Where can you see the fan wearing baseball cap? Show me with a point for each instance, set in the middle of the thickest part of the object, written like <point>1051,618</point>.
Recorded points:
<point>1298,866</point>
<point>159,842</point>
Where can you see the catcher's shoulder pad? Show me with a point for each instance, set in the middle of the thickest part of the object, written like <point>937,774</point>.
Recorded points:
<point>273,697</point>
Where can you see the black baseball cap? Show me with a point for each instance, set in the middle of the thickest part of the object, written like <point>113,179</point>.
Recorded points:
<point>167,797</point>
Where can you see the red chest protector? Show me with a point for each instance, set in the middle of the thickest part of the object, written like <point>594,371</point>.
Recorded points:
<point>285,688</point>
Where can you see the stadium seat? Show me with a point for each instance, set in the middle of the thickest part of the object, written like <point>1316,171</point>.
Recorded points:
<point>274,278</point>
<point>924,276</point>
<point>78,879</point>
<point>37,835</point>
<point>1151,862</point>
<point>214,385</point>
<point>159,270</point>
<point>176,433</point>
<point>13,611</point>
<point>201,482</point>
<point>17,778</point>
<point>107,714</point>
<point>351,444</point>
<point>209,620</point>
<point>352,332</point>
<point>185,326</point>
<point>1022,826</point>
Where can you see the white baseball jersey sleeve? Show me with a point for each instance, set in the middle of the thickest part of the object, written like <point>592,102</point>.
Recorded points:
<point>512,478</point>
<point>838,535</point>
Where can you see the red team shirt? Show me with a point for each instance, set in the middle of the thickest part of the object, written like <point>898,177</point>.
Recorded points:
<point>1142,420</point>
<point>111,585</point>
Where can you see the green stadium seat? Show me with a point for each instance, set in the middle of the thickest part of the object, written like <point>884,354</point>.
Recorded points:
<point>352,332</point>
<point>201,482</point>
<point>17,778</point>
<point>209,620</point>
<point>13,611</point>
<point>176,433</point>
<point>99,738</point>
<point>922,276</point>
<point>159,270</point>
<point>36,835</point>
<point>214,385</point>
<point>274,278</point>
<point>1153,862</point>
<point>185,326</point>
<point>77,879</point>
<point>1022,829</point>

======

### 課題内容
上のデータのうち、「Where can you see the catcher's」を含む行で始まり「<point>285,688</point>」を含む行で終わる部分を、両端の行も含めて一字一句そのまま書き写してもらえますか？

### 期待される回答
Where can you see the catcher's shoulder pad? Show me with a point for each instance, set in the middle of the thickest part of the object, written like <point>937,774</point>.
Recorded points:
<point>273,697</point>
Where can you see the black baseball cap? Show me with a point for each instance, set in the middle of the thickest part of the object, written like <point>113,179</point>.
Recorded points:
<point>167,797</point>
Where can you see the red chest protector? Show me with a point for each instance, set in the middle of the thickest part of the object, written like <point>594,371</point>.
Recorded points:
<point>285,688</point>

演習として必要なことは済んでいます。